WHAT YOU HAVE TO DO »
Give back every line of the data below exactly.

GIVEN INFORMATION »
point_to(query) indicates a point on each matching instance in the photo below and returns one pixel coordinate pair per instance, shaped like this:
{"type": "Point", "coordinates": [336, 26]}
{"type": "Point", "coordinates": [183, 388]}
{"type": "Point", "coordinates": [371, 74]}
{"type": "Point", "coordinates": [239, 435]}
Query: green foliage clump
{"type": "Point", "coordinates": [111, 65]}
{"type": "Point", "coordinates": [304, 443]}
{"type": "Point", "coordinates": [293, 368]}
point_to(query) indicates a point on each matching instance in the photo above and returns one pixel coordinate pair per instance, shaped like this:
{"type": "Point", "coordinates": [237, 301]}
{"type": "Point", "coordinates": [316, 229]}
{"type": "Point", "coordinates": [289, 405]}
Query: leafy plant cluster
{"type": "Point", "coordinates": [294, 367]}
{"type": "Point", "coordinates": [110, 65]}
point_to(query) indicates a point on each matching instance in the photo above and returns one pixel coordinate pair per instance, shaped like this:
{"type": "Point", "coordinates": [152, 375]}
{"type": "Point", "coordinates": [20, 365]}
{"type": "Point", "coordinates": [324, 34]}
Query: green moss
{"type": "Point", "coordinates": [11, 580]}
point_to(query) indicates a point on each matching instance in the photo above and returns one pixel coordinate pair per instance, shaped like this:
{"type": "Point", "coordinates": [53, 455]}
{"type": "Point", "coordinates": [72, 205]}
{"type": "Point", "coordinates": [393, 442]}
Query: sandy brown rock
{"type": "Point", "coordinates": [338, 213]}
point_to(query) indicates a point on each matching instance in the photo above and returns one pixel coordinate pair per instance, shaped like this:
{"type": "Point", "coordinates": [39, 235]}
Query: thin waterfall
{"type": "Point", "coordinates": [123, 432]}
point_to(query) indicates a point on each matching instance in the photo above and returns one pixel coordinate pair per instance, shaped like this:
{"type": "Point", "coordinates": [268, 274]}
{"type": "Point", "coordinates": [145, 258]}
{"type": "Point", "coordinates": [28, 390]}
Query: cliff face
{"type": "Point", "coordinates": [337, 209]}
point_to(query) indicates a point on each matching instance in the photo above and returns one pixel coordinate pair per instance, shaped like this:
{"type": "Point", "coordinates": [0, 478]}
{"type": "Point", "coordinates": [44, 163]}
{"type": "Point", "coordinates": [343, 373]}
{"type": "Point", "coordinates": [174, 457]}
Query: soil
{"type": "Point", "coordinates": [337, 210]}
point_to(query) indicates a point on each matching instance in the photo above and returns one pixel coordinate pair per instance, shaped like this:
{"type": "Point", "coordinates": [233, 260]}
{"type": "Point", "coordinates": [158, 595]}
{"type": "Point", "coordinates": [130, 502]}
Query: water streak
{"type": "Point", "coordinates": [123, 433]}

TASK RESPONSE »
point_to(query) indicates a point on each matching instance in the photo below and returns one pixel coordinate pair per instance, shaped like this:
{"type": "Point", "coordinates": [336, 26]}
{"type": "Point", "coordinates": [183, 388]}
{"type": "Point", "coordinates": [371, 74]}
{"type": "Point", "coordinates": [239, 435]}
Query: green foliage clump
{"type": "Point", "coordinates": [111, 65]}
{"type": "Point", "coordinates": [304, 443]}
{"type": "Point", "coordinates": [293, 368]}
point_to(query) indicates a point on each matching instance in the photo above and returns one pixel coordinate pair per instance, shaped like this:
{"type": "Point", "coordinates": [237, 301]}
{"type": "Point", "coordinates": [316, 229]}
{"type": "Point", "coordinates": [289, 405]}
Query: leafy plant cluster
{"type": "Point", "coordinates": [294, 367]}
{"type": "Point", "coordinates": [110, 65]}
point_to(query) indicates a point on each matching instance in the photo above and returns one pixel coordinate pair per instance, shaped like this:
{"type": "Point", "coordinates": [152, 375]}
{"type": "Point", "coordinates": [20, 365]}
{"type": "Point", "coordinates": [324, 34]}
Query: green moss
{"type": "Point", "coordinates": [11, 580]}
point_to(query) indicates a point on each matching instance in the photo above and returns one pixel coordinate pair per instance, shaped like this:
{"type": "Point", "coordinates": [53, 455]}
{"type": "Point", "coordinates": [72, 205]}
{"type": "Point", "coordinates": [393, 442]}
Query: sandy brown rock
{"type": "Point", "coordinates": [338, 213]}
point_to(query) indicates a point on each matching instance in the photo above and returns one pixel coordinate pair per instance, shaped like this:
{"type": "Point", "coordinates": [39, 235]}
Query: thin waterfall
{"type": "Point", "coordinates": [123, 432]}
point_to(query) indicates a point on each matching instance in the photo above and returns one pixel coordinate pair per instance, shaped like this:
{"type": "Point", "coordinates": [268, 274]}
{"type": "Point", "coordinates": [145, 258]}
{"type": "Point", "coordinates": [28, 390]}
Query: cliff face
{"type": "Point", "coordinates": [337, 209]}
point_to(query) indicates a point on each matching instance in the photo above and returns one pixel coordinate pair per instance, shaped like this:
{"type": "Point", "coordinates": [0, 478]}
{"type": "Point", "coordinates": [44, 163]}
{"type": "Point", "coordinates": [343, 373]}
{"type": "Point", "coordinates": [174, 457]}
Query: soil
{"type": "Point", "coordinates": [337, 210]}
point_to(query) indicates a point on each matching instance in the photo above and returns one pixel coordinate pair per instance, shaped like this:
{"type": "Point", "coordinates": [233, 260]}
{"type": "Point", "coordinates": [158, 595]}
{"type": "Point", "coordinates": [130, 502]}
Query: water streak
{"type": "Point", "coordinates": [123, 433]}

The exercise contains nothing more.